▶ _TASK OBJECTIVE_
Transcribe all the data, leaving each word as it is.

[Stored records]
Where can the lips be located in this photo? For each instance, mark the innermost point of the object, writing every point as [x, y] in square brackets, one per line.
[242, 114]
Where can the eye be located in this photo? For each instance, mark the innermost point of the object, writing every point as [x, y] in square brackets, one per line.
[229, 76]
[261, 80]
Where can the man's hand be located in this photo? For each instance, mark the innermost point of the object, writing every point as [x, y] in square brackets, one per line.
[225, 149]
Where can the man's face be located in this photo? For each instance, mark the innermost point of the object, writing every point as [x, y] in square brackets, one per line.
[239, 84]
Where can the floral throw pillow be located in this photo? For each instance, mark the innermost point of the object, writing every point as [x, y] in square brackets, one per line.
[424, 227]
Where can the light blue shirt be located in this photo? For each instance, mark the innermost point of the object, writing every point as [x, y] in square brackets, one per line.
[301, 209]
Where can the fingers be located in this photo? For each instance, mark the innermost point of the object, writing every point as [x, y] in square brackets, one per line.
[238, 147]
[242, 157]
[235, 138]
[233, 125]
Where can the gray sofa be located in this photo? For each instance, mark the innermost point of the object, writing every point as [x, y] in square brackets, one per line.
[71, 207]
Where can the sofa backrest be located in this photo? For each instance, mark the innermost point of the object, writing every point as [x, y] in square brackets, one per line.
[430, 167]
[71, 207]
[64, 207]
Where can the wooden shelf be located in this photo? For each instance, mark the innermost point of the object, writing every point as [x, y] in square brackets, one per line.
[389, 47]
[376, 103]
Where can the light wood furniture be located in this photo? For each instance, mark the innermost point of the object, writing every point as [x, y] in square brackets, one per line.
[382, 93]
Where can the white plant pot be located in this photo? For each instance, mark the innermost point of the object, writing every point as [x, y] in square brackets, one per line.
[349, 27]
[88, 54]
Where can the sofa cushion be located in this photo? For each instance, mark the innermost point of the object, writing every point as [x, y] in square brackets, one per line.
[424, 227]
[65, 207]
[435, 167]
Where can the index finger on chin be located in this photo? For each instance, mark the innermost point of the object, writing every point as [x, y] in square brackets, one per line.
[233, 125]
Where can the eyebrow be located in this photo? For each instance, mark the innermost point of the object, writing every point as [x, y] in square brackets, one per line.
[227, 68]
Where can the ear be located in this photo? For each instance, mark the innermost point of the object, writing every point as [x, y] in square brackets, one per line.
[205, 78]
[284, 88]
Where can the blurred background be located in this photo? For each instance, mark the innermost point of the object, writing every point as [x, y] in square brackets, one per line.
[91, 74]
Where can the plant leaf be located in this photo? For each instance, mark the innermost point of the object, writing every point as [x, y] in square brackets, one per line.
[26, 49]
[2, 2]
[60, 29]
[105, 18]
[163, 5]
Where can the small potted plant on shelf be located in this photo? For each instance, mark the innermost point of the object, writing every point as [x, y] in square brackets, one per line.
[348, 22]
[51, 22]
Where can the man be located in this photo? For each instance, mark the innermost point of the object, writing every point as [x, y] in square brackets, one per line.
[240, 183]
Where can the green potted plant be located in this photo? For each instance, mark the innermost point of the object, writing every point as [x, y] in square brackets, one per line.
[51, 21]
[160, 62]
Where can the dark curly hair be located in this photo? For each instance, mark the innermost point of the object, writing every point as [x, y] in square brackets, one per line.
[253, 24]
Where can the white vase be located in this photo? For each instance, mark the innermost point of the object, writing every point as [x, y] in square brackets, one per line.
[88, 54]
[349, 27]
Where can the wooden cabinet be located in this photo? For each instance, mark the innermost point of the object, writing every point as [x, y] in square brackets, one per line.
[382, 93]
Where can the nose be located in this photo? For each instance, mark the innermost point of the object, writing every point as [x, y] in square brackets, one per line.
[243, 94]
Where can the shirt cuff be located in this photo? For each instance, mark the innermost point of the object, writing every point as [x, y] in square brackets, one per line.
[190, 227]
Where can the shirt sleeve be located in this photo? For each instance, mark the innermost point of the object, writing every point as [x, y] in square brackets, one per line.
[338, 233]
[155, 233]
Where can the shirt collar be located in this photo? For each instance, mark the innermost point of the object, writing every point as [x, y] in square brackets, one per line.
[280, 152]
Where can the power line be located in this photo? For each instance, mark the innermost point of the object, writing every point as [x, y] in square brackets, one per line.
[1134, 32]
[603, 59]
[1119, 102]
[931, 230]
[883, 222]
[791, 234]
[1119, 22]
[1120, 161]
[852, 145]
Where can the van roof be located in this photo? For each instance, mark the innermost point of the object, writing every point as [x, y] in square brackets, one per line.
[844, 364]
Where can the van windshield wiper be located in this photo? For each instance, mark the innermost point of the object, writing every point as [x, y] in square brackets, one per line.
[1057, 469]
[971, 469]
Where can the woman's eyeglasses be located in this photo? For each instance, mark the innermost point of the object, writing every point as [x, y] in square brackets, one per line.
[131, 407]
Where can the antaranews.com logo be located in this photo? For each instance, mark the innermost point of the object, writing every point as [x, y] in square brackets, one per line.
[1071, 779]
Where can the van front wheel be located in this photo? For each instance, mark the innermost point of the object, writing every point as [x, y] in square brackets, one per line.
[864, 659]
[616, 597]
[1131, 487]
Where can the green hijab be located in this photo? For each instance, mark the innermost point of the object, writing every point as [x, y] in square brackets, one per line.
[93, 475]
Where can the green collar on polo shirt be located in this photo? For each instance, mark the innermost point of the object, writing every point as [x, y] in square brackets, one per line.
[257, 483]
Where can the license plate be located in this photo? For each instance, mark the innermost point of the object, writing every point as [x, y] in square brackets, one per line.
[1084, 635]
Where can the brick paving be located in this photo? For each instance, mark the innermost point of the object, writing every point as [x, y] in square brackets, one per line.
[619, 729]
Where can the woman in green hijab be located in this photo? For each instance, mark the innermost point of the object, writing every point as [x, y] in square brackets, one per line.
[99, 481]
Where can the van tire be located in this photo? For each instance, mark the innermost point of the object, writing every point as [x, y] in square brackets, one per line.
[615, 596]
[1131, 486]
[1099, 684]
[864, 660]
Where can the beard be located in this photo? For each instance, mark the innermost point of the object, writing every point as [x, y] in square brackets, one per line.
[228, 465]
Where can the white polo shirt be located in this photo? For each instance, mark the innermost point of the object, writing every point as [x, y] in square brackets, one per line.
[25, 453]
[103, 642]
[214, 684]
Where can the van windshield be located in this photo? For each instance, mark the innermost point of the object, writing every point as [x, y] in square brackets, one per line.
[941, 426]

▶ _SOLUTION TO THE PROBLEM_
Where can the lips be located in this photo? For each instance, mark the innermost point of the object, writing every point as [x, y] in square brackets, one per line.
[242, 114]
Where can the eye be located in this photo? For each instance, mark the innermost point of the object, writing every point as [x, y] in square brackets, one per line.
[229, 76]
[261, 80]
Where can the man's hand be located in this photo? For each instance, mark the innermost point of the object, writing every point as [x, y] in square brackets, one per line.
[225, 149]
Where can the man's face be located in this photo? For each instance, mark the innermost point of the object, writing every point as [x, y] in square brackets, one per line.
[239, 84]
Where can the floral throw pillow be located in this photo? For each instance, mark the innermost point of the object, writing every point as [x, y] in square brackets, one per line.
[424, 227]
Where can the light blue shirt be located in this photo? For each instance, mark the innermost point of the object, writing every point as [x, y] in square brackets, one per line.
[301, 209]
Where can the fingers be located in this photo? For each instance, mark the innermost point of the object, writing every point as [x, y] in square brackets, one per line.
[238, 147]
[242, 157]
[235, 138]
[233, 125]
Where can the gray sofa be located in this photo? For each instance, mark the innermost point of the object, writing every point as [x, y] in square brackets, one per line.
[71, 207]
Where can the sofa backrest be located in this photo? For each instance, mark the innermost point of the object, writing every point as [x, y] in square brackets, one per line.
[430, 167]
[71, 207]
[64, 207]
Where can the wooden shelf be located in this photo? For each instance, mark the innermost point of the object, writing every point as [x, y] in square brackets, one per line.
[389, 47]
[376, 103]
Where can the light wood furniture be located in this photo? For each instance, mark the innermost point of the object, writing every point as [x, y] in square brackets, one per line.
[382, 93]
Where can the white plant pot be located in this photo? For each instance, mark the innermost point of the object, writing every point as [x, y] in square brackets, one per line.
[349, 27]
[88, 54]
Where can the sofa cushion be located in this photo? For each instance, mark the innermost point of the object, writing every point as [x, y] in square brackets, one per line.
[424, 227]
[65, 207]
[435, 167]
Where can the index finger on chin be located in this photo? For each instance, mark the innermost point of the object, writing every point as [x, y] in square brackets, one per line.
[233, 125]
Where can the eyebrow be located in this photo? For each instance, mark the innermost point of the object, writing every point as [x, y] in square brackets, one per line.
[227, 68]
Where can the ear be located in this photo? For each instance, mark the innermost point of the object, writing every point as [x, y] in square brackets, one per line.
[205, 78]
[284, 88]
Where can the blurred background be located in this photo? For each instance, mark the innermost point of the object, writing every point as [x, y] in square brackets, one per line.
[91, 74]
Where can the plant leaf be located in this photo? For each instance, mark the innermost point of the object, writing every point as [x, y] in square brackets, one per line.
[26, 49]
[2, 2]
[60, 29]
[105, 18]
[163, 5]
Where can the small potted plant on shelf be located in this photo? For each instance, mark the innermost point of the object, writing every point as [x, y] in square brackets, one per line.
[348, 22]
[51, 22]
Where can the man be located in this photo? For each instance, mark the innermost point of the object, writing every point as [x, y] in square brackets, one per line.
[240, 183]
Where can the green potted plant be located in this photo? For each instance, mark the innermost point of the object, writing every point as [x, y] in square brackets, one per line.
[51, 21]
[160, 62]
Where can the dark curly hair be located in this photo? For each instance, mark the innermost point of the object, writing every point as [x, y] in square brackets, one per line.
[253, 24]
Where can the white vase be located in this photo? For each instance, mark the innermost point of the object, writing every point as [x, y] in square brackets, one per line.
[88, 54]
[349, 27]
Where can the wooden cabinet be located in this photo? For each instance, mark the innermost point of the object, writing every point as [x, y] in square brackets, one per line.
[382, 93]
Where can the nose be located in this photo? For each instance, mark the innermost point of the object, writing every point as [x, y] in square brackets, one per line.
[243, 94]
Where can the shirt cuff be located in this photo? For each instance, mark the innermost point of the object, writing every point as [x, y] in square brackets, one per line.
[190, 227]
Where can the shirt sleeve be located in this photo? For each instance, mark the innermost point of the object, writing every point as [x, y] in square brackets, one per line.
[338, 233]
[155, 233]
Where can the shirt collar be located in this photo? For each instance, mark the innermost point of the object, writing every point as [x, y] in square brackets, one per line.
[280, 152]
Where can the power line be located in this photo? For each instance, mark the innermost point of the object, writing every point as [x, y] in square brackets, one per line.
[1134, 32]
[603, 59]
[1119, 102]
[931, 230]
[883, 222]
[791, 234]
[1119, 22]
[1120, 161]
[852, 145]
Where can the van roof be located in this photo? For each instance, mark the innermost point of the object, writing every point as [x, y] in square brackets, one per line.
[844, 364]
Where can the van windshield wiper be located in this photo? For each instance, mark the innermost point of the object, writing every point as [x, y] in square brackets, one per line.
[1057, 469]
[971, 469]
Where can the woman's eyeglasses be located in this photo? For each instance, mark the innermost point of the object, writing every point as [x, y] in square brackets, one per line.
[131, 407]
Where can the antaranews.com logo be located in this photo? For each instance, mark the innermost point of the object, writing every point as [x, y] in square brackets, one per line.
[1071, 779]
Where can the van front wheel be located in this photo? For each instance, mark the innermost point of the object, writing every point as [x, y] in square brackets, one per line.
[864, 659]
[616, 597]
[1131, 487]
Where can the green hijab be located in this photo? For each instance, mark the innermost point of the object, writing every point as [x, y] in square brackets, one per line.
[93, 475]
Where can the green collar on polo shirt be located in this photo? For each instance, mark the innermost point of the object, writing every point as [x, y] in square brackets, one per line.
[257, 483]
Where can the license plate be located in this photo? For each instance, mark the innermost point of the object, writing every point as [x, y] in square brackets, one per line.
[1084, 635]
Where can the brick paving be located in this photo? For each instance, mark the innermost point of the object, writing every point as [x, y] in square brackets, one per line.
[619, 729]
Where can the woman in green hijab be located in this photo? For each instance, mark the innermost point of the object, writing every point as [x, y] in square brackets, one per line.
[99, 481]
Where can the van tire be located in this photo? For each instance, mark the innermost point of the object, writing every point as [x, y] in square brackets, one per line.
[615, 596]
[1131, 486]
[1099, 684]
[864, 660]
Where can the beard be located in this photo? For each instance, mark the innermost point of the object, writing every point as [x, y] in square brackets, one per line.
[228, 465]
Where can the white polo shirt be located in this photo? For each instance, mark the innermost point of the object, writing every point as [x, y] in square brackets, one per line.
[25, 453]
[103, 642]
[214, 684]
Where can the van windshield be located in this photo? For each instance, mark the innermost point of the object, writing every point as [x, y] in square brackets, one per line.
[941, 426]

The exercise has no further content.